- [WHAT THE TASK ASKS]
Report every line of the entries below that contains the string "child", copying each one in full. Case counts.

[Image object location entries]
:::

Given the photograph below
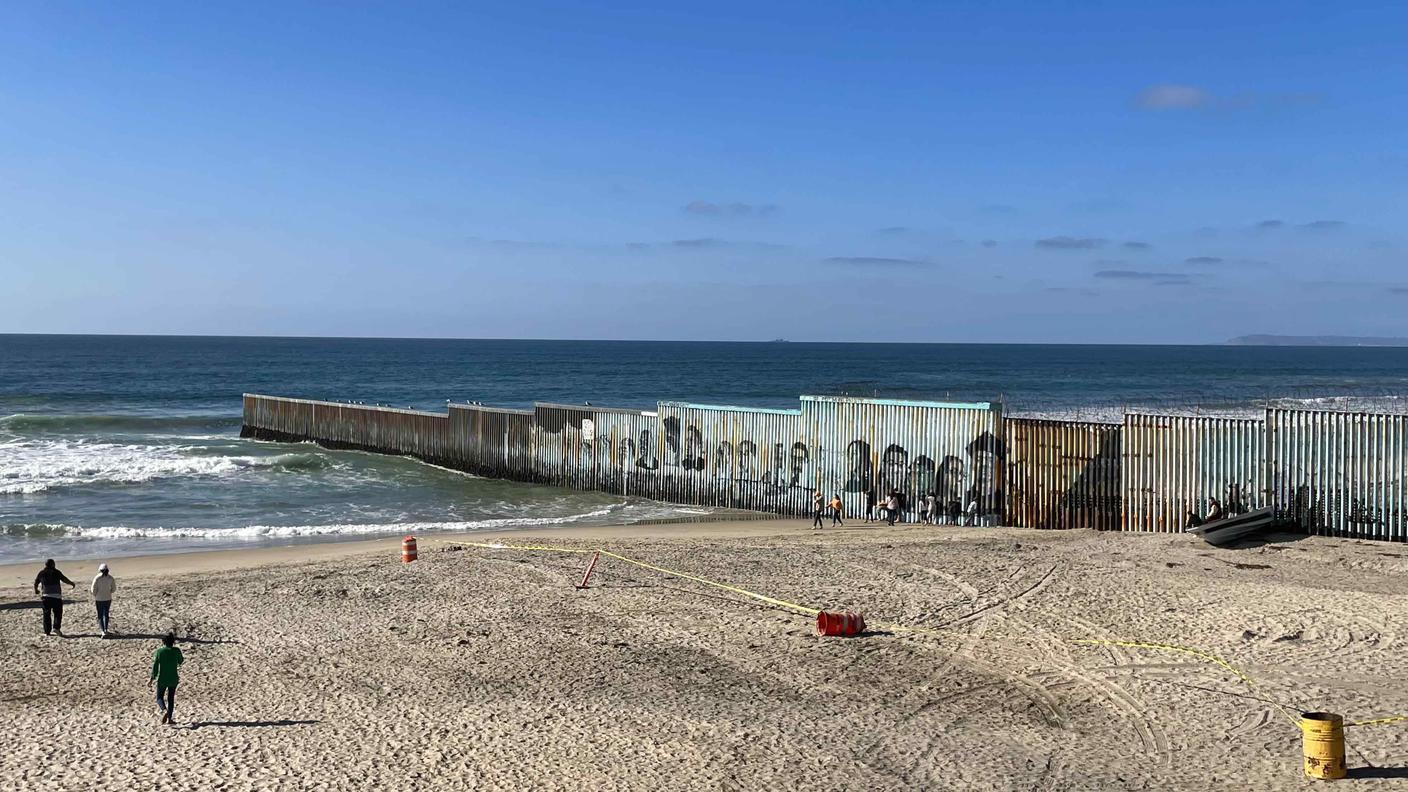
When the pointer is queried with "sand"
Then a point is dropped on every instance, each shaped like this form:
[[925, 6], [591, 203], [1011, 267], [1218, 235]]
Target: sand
[[335, 667]]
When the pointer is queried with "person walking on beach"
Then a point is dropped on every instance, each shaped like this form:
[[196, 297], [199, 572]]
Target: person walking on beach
[[165, 677], [102, 589], [47, 584]]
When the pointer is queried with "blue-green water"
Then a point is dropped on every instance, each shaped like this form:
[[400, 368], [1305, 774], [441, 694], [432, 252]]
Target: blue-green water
[[130, 444]]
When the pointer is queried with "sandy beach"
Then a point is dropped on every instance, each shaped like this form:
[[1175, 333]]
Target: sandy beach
[[337, 667]]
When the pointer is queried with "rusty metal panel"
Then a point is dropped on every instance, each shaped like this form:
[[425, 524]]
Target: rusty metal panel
[[292, 417], [1176, 465], [1341, 474], [734, 457], [425, 436], [1062, 474], [953, 451]]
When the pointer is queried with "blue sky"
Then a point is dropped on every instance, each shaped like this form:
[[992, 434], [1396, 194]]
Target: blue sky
[[1077, 172]]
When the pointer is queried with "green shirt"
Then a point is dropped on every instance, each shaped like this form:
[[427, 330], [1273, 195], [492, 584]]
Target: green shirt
[[164, 665]]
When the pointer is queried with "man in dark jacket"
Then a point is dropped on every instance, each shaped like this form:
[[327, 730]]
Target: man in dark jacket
[[47, 584]]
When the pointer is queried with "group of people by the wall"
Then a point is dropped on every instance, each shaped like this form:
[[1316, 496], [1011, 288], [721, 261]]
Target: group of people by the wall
[[49, 584], [932, 509]]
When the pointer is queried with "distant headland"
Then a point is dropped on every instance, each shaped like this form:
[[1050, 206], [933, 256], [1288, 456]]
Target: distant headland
[[1317, 341]]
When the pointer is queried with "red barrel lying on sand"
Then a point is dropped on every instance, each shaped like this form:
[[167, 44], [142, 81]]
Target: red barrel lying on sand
[[839, 623]]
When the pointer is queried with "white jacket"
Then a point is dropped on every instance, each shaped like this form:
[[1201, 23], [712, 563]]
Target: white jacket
[[103, 588]]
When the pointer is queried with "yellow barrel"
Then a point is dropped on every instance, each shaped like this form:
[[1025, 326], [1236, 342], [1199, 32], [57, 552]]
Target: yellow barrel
[[1322, 741]]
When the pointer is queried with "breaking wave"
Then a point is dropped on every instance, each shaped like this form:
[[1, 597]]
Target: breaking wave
[[49, 530], [33, 467], [21, 423]]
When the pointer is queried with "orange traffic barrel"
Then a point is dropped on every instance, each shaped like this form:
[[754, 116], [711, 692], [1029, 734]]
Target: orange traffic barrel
[[1322, 744], [839, 623]]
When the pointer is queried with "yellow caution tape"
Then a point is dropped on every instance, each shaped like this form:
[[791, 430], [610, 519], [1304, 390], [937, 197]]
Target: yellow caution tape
[[1377, 720], [1194, 653], [894, 627], [662, 570]]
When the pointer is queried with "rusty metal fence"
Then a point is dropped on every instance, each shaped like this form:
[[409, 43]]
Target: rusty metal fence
[[1335, 474], [1174, 467], [1063, 474]]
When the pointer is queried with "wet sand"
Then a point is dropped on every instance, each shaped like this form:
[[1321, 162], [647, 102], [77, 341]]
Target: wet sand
[[335, 667]]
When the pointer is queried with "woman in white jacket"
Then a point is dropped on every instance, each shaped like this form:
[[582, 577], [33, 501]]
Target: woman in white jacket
[[102, 589]]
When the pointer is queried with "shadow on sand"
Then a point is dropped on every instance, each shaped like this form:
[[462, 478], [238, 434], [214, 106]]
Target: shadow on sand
[[151, 637], [249, 723], [1377, 772], [21, 605]]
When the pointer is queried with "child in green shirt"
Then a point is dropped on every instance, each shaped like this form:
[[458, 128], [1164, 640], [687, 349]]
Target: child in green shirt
[[165, 678]]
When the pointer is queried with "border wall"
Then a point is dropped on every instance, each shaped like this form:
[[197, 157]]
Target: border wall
[[1331, 474]]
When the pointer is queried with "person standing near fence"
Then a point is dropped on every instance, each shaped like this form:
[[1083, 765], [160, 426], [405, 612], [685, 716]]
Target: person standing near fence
[[102, 589], [165, 677], [48, 585], [891, 508]]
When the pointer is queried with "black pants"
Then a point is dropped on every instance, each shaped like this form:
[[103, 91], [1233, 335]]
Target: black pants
[[169, 705], [52, 613]]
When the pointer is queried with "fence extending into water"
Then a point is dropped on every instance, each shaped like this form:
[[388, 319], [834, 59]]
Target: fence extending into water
[[1331, 474]]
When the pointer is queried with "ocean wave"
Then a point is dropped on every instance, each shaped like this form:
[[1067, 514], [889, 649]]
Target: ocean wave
[[49, 423], [34, 467], [251, 533]]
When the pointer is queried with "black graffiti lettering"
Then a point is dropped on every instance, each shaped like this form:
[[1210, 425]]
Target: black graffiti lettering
[[799, 460], [860, 477], [646, 458], [693, 448]]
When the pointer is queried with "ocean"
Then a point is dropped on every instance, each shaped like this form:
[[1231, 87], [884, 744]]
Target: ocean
[[114, 446]]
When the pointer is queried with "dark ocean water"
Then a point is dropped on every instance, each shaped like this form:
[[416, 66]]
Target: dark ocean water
[[130, 444]]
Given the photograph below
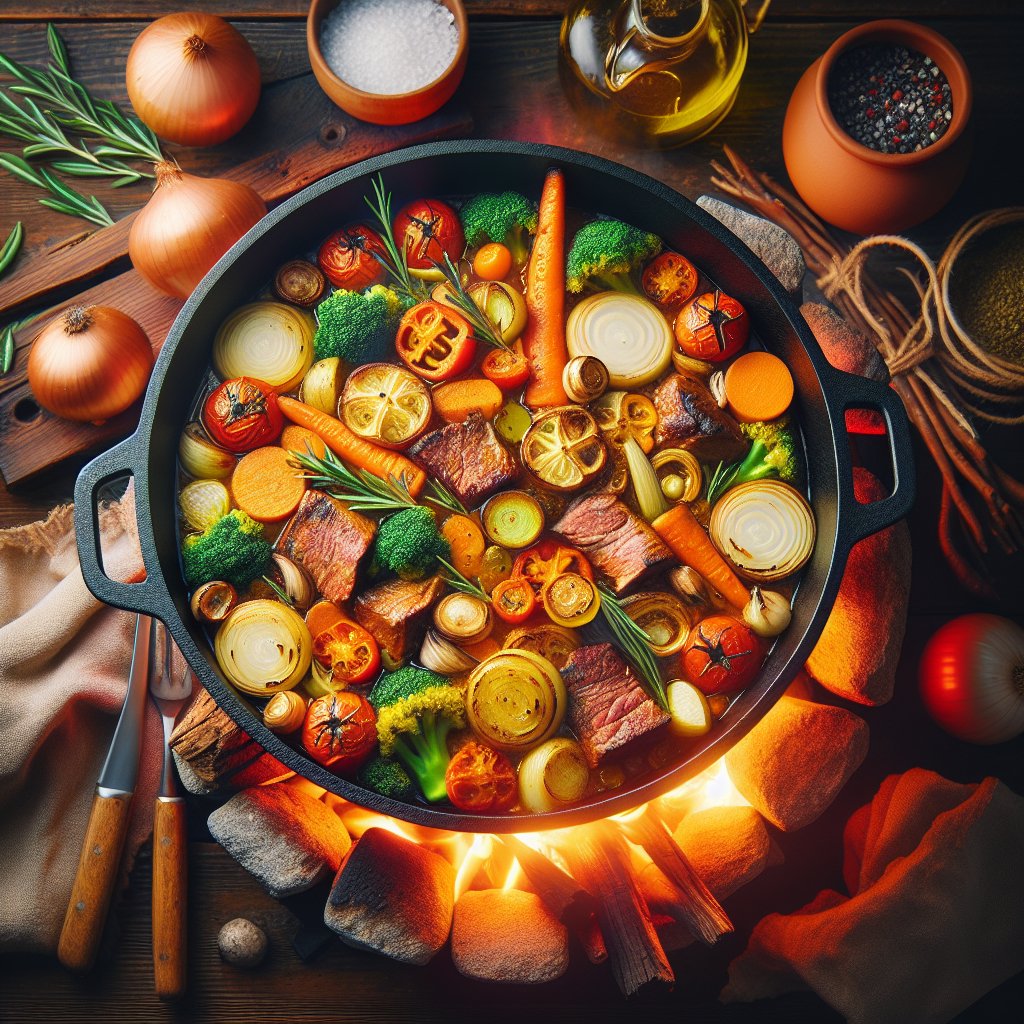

:::

- [TASK RESULT]
When the pointer is queried with "child in green shirt"
Target: child in green shirt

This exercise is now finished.